■ Text passage:
# Large Time Lapse Between Passing Practical and Taking NREMT Exam



## mtskier (May 7, 2012)

Hi everyone! I tried searching but my situation seems kind of unique. 
I passed my practical in Dec. 2010 and took the NREMT computer exam shortly thereafter. I unfortunately didn't pass it, and due to time constraints with school I didn't have the time to devote to taking it.

 Now, however, school has slowed down a bit and I have more time to devote to reviewing for the NREMT-B. I would really like to take the exam again so I can hopefully get certified and begin volunteering and/or working. 

So once I feel prepared, should I just sign up for the exam and take it, or are there additional steps to take since so much time has elapsed? 

Thanks anyone who has the time to answer/fill in details.


----------



## MochaRaf (May 7, 2012)

■ Prompt: In the NREMT exam thread, when did the original poster pass the practical?

■ Data rows:
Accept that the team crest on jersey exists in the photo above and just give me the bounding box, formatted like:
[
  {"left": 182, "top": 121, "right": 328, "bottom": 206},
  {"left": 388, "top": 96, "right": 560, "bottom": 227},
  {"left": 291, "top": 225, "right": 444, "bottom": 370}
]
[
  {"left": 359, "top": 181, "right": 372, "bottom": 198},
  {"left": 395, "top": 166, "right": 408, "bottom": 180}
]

■ Answer for this exercise: December 2010.